[EXERCISE A] In the excerpt about OpenAI's email replies, on which dates did the identical automated response arrive?
[EXERCISE B] Quote the excerpt about OpenAI's email replies word for word, starting at "The escalation promise" and ending at "11, 14, 15)".

[STUDY TEXT]
= = =

Two weeks after “a novel, emergent behavior class,” the same channel reclassified the same incident:

From “Daryl from OpenAI” <[email protected]>
To Merlin Mantooth
Date June 14, 2025
DKIM pass

“Your input is being treated as formal product feedback and has been shared with our internal teams, including our product and safety researchers, for review.”

Source
“Daryl from OpenAI” <[email protected]>
Obtained
Delivered to Merlin Mantooth’s inbox
Verification
DKIM PASS
Date
June 14, 2025

Same channel, same incident, narrower frame: a documented safety report recast as “formal product feedback.” That is the reclassification his June 14 correction, shown at the top of this page, rejected the same day.

For completeness, the support persona’s earlier deflection — also dated, also DKIM-verified:

From “Mark from OpenAI” <[email protected]>
To Merlin Mantooth
Date June 10, 2025
DKIM pass

“If your intent is to report a security vulnerability or safety issue, we encourage you to send your report to [email protected]… Please note that our models are not designed to express intent, form consciousness, or deliver medical or psychological guidance. We recommend consulting licensed professionals for personal well-being concerns.”

Source
“Mark from OpenAI” <[email protected]>
Obtained
Delivered to Merlin Mantooth’s inbox
Verification
DKIM PASS
Date
June 10, 2025

4 · The wall

Then the channel closed. The identical automated reply answered three separate escalations of rising gravity — the Tier-1 leadership warning, the corrected safety-incident report, and the Board-attention email:

From [email protected]
To Merlin Mantooth
Date June 11, June 14, and June 15, 2025 — identical, all three
DKIM pass

“This is an automated response to confirm that we received your message. Please do not reply to this email as we cannot receive replies to this automated response. We will review your inquiry and take action or contact you if appropriate.”

Source
[email protected]
Obtained
Delivered to Merlin Mantooth’s inbox — three times, identical
Verification
DKIM PASS
Date
June 11, 14, and 15, 2025

Three escalations — a Tier-1 failure warning, a corrected safety-incident report, a demand for Board attention — met by the same do-not-reply form letter. Not three considered answers. One form letter, three times.

What the dated record shows

Lay the two halves side by side, both in OpenAI’s own DKIM-verified words — what the channel wrote, against what the channel then did:

The behavior class → the feature request

They wrote: “a novel, emergent behavior class” (May 30)

They then did: “formal product feedback” (June 14)

The escalation promise → the form letter

They wrote: “forwarded to… senior members of our safety, technical, and policy organizations” (June 7)

They then did: “automated response… please do not reply” (June 11, 14, 15)

The root-cause commitment → the referral out

They wrote: “it is critical that we understand its root cause” (June 7)

= = =

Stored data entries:

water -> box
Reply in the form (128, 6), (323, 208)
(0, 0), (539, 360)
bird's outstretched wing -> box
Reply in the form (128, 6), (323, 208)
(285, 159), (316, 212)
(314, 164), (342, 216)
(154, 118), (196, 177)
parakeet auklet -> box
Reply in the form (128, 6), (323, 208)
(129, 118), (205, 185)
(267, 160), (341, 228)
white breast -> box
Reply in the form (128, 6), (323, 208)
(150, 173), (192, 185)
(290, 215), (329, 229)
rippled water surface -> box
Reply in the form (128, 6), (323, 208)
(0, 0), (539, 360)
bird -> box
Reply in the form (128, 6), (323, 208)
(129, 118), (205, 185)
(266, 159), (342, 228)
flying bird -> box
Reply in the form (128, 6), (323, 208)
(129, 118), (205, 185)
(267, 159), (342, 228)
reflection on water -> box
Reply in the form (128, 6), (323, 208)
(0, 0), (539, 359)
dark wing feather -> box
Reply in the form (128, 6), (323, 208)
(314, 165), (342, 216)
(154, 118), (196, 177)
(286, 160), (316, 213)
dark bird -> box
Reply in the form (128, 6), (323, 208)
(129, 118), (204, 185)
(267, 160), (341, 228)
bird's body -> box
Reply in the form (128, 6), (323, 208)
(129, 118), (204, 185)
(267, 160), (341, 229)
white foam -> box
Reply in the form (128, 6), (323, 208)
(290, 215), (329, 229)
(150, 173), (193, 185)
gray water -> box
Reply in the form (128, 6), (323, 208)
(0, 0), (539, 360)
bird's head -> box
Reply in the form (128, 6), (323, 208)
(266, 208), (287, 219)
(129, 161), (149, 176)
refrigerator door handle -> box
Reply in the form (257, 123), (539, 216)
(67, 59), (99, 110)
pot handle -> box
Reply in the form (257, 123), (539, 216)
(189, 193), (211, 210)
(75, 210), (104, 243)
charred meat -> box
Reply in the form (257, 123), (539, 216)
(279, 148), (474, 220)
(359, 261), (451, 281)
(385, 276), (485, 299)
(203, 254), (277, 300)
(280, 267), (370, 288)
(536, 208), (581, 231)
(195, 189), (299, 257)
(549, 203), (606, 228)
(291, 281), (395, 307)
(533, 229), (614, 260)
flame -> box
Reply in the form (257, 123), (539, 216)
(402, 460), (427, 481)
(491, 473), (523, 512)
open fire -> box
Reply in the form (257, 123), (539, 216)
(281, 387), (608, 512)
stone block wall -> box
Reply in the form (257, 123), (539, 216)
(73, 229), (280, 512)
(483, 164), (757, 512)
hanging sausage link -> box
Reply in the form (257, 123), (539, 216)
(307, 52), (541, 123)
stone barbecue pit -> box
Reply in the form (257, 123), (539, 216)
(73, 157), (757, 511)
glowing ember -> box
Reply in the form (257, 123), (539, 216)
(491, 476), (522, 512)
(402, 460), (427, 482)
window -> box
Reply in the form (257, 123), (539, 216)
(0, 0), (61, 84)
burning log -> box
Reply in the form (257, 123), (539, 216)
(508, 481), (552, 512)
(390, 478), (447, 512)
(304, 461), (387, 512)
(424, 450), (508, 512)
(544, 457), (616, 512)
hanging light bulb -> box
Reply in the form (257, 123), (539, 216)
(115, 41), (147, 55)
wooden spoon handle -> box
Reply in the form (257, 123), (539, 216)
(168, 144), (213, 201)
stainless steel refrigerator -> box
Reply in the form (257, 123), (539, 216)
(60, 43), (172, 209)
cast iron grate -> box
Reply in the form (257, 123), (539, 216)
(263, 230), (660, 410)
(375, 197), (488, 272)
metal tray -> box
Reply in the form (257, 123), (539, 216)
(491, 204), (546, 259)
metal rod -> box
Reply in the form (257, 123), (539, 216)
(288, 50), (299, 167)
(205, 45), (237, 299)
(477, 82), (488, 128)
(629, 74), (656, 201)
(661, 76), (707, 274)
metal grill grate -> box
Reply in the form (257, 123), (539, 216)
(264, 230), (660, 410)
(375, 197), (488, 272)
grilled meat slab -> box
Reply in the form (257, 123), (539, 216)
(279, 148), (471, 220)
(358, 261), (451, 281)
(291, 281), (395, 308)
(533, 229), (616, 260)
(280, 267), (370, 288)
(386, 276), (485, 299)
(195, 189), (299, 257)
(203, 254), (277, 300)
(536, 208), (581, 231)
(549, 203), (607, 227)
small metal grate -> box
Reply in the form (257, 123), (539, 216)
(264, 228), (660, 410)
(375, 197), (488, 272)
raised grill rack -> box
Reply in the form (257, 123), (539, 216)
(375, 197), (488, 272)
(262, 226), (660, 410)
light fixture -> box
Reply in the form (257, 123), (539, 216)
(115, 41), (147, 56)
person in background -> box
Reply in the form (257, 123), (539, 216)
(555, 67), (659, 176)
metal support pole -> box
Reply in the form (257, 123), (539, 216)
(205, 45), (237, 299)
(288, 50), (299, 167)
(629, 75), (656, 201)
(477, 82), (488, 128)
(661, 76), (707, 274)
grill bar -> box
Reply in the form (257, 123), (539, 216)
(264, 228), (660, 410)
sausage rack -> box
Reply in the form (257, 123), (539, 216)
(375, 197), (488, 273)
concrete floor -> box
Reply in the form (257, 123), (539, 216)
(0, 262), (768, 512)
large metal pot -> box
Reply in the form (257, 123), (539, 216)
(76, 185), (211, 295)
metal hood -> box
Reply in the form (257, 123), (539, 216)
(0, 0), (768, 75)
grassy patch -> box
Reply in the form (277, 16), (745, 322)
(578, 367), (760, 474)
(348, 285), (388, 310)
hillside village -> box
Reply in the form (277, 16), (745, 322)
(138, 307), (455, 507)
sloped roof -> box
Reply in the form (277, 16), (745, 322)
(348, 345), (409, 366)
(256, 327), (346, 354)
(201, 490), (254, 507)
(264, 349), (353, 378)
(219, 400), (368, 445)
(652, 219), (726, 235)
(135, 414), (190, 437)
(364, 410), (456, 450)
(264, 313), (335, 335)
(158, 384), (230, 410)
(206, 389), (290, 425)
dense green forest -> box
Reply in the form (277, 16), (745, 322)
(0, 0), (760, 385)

= = =

[WRITTEN REPLY A] June 11, June 14, and June 15, 2025.

[WRITTEN REPLY B]
The escalation promise → the form letter

They wrote: “forwarded to… senior members of our safety, technical, and policy organizations” (June 7)

They then did: “automated response… please do not reply” (June 11, 14, 15)